▶ **Stated exercise**
Extract every line below that contains the word "photo", and copy each one unchanged.

-=-=-=-=-

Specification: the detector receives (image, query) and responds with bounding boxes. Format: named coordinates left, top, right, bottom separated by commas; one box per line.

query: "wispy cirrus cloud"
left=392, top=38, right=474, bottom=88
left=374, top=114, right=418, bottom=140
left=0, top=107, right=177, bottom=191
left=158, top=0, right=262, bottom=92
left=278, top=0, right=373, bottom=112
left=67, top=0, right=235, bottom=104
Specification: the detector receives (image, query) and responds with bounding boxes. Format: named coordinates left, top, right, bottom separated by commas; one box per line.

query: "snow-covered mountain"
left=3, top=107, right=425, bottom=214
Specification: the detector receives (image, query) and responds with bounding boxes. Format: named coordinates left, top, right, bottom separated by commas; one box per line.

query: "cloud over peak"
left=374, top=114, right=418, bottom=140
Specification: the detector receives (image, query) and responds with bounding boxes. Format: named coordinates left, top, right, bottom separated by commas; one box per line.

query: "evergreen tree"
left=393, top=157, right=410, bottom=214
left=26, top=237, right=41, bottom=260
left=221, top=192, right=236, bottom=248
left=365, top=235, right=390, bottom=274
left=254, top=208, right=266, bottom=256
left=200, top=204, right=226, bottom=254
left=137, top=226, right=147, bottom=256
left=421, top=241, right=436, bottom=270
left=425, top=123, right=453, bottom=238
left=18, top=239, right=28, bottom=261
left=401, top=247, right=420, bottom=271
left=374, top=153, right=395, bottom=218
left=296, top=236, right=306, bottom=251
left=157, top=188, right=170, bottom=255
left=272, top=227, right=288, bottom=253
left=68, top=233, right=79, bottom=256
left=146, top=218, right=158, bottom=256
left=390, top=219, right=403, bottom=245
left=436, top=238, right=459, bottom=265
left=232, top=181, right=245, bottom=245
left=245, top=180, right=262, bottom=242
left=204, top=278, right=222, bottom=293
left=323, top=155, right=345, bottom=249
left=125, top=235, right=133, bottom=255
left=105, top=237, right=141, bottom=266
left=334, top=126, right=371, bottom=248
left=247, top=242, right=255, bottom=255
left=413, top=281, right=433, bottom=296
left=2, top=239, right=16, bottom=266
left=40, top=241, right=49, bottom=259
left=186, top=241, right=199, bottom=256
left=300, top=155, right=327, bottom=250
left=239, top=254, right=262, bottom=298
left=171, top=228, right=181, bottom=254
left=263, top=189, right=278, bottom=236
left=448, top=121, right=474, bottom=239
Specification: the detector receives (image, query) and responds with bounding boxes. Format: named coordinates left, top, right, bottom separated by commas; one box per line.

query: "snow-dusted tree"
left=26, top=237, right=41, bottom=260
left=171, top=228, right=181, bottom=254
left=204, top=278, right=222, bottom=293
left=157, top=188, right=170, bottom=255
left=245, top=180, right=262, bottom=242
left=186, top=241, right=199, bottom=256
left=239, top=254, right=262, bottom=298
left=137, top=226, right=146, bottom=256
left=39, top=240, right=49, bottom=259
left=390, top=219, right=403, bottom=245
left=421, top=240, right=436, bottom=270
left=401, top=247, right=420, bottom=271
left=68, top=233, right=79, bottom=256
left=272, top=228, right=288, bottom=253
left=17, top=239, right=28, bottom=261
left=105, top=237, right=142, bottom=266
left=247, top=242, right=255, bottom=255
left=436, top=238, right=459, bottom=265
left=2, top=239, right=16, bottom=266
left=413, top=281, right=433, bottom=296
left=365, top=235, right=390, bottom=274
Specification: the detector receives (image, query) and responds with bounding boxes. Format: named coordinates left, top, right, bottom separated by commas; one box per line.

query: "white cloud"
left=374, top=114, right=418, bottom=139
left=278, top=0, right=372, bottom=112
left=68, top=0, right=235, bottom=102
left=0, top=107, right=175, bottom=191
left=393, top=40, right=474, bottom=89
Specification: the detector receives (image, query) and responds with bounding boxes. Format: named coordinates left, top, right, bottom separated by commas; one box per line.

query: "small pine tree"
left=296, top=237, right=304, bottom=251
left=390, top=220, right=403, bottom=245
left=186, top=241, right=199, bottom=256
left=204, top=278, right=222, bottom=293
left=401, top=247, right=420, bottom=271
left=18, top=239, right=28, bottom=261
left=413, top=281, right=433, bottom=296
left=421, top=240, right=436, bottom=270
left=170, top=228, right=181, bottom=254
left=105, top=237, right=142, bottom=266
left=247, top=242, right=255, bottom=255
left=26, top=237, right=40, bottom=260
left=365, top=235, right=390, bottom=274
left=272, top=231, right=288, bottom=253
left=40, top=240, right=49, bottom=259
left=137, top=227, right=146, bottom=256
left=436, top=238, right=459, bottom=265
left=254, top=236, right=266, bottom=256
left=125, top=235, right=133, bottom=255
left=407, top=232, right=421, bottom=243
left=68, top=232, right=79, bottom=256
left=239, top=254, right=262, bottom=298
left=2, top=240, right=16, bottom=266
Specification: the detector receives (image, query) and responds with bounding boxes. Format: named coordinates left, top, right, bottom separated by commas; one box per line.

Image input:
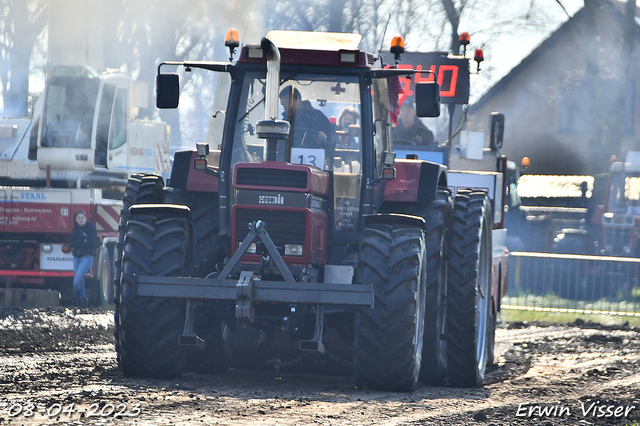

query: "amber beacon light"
left=224, top=28, right=240, bottom=61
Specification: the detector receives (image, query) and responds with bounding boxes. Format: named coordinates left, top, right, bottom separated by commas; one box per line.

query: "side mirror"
left=489, top=112, right=504, bottom=151
left=414, top=81, right=440, bottom=117
left=156, top=74, right=180, bottom=108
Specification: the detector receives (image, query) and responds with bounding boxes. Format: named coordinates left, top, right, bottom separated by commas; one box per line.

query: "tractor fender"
left=384, top=159, right=447, bottom=202
left=129, top=204, right=191, bottom=220
left=363, top=213, right=426, bottom=229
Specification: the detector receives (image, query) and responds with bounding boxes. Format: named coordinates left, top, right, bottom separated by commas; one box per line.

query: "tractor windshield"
left=232, top=72, right=362, bottom=174
left=230, top=71, right=362, bottom=231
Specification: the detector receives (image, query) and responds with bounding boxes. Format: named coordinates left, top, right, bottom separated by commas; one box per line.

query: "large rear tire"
left=420, top=190, right=451, bottom=385
left=116, top=215, right=191, bottom=378
left=446, top=190, right=491, bottom=387
left=164, top=187, right=229, bottom=373
left=353, top=224, right=427, bottom=392
left=163, top=187, right=225, bottom=277
left=112, top=173, right=164, bottom=354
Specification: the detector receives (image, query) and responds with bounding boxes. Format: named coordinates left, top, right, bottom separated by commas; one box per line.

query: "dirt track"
left=0, top=308, right=640, bottom=426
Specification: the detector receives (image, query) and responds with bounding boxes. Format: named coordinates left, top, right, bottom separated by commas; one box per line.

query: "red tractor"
left=115, top=32, right=499, bottom=391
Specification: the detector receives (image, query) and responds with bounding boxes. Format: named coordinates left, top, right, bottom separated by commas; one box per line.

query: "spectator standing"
left=69, top=210, right=98, bottom=308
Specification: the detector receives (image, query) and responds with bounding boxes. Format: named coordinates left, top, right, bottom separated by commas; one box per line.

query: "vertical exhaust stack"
left=256, top=37, right=290, bottom=161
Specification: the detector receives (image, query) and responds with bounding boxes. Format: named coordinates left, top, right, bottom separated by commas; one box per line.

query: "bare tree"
left=0, top=0, right=47, bottom=118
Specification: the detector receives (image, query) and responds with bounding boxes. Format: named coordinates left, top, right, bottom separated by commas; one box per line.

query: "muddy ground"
left=0, top=308, right=640, bottom=426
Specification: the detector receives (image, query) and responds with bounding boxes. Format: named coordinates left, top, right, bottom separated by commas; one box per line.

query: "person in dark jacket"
left=69, top=210, right=98, bottom=308
left=391, top=102, right=435, bottom=145
left=280, top=86, right=331, bottom=148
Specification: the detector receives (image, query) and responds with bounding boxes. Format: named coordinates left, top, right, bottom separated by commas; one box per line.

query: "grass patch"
left=500, top=309, right=640, bottom=328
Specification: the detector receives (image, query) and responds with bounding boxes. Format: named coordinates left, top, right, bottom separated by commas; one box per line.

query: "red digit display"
left=380, top=52, right=469, bottom=104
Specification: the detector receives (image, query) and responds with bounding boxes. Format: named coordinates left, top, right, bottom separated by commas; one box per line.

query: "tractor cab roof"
left=238, top=30, right=377, bottom=68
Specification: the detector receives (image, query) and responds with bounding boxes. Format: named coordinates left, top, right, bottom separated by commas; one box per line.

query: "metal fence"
left=502, top=252, right=640, bottom=316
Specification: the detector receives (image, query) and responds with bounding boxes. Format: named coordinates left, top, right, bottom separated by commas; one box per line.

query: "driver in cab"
left=280, top=86, right=331, bottom=148
left=391, top=101, right=435, bottom=145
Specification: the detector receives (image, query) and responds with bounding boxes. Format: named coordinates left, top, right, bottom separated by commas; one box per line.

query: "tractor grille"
left=605, top=226, right=631, bottom=254
left=236, top=168, right=308, bottom=188
left=236, top=208, right=307, bottom=254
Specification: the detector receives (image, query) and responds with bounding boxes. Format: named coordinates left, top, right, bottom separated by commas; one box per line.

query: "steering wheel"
left=291, top=126, right=329, bottom=149
left=393, top=138, right=418, bottom=146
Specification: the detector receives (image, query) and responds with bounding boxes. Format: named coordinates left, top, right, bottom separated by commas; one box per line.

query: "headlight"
left=284, top=244, right=302, bottom=256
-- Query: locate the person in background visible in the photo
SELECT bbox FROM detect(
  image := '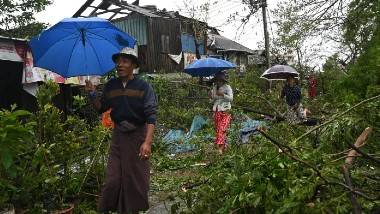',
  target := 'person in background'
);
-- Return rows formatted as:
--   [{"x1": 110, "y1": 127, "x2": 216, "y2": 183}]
[
  {"x1": 85, "y1": 48, "x2": 157, "y2": 213},
  {"x1": 102, "y1": 109, "x2": 115, "y2": 129},
  {"x1": 309, "y1": 74, "x2": 317, "y2": 98},
  {"x1": 281, "y1": 77, "x2": 306, "y2": 124},
  {"x1": 210, "y1": 72, "x2": 233, "y2": 154}
]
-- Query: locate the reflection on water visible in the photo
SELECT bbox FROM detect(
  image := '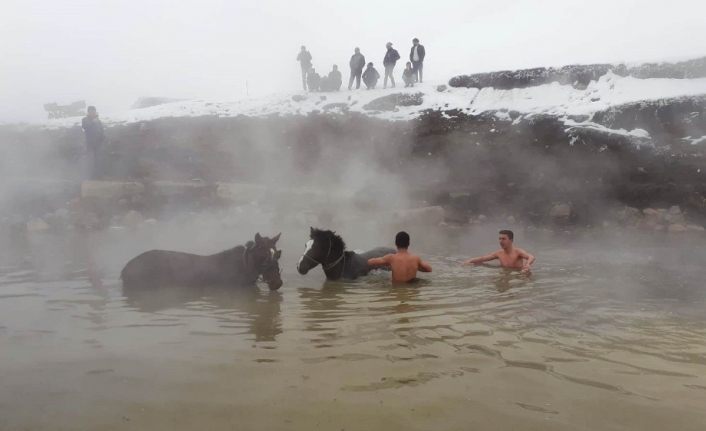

-=-=-=-=-

▶ **Solution to this problem**
-- Query: locate the person in background visible in the photo
-- Query: locate the reflection on water visible in the photo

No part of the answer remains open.